_Aim of the exercise_
Copy out the lines of every item below word for word, leaving out the pictures.

_Data provided_

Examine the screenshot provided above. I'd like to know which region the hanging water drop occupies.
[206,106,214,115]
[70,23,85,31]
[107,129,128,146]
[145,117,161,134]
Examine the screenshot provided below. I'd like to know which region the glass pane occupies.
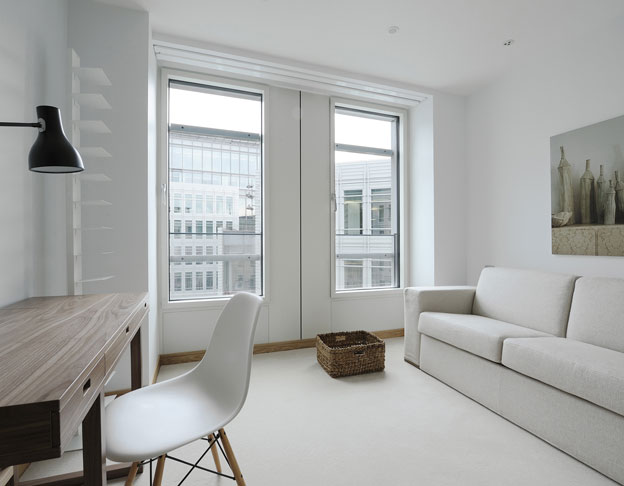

_Answer_
Examine the screenshot provided above. I'd like to know which region the hanging water drop occupies.
[206,106,214,115]
[70,23,85,31]
[107,129,128,146]
[145,117,161,134]
Examine the screenshot provided below. I'd like to know which region the glass pane occupies.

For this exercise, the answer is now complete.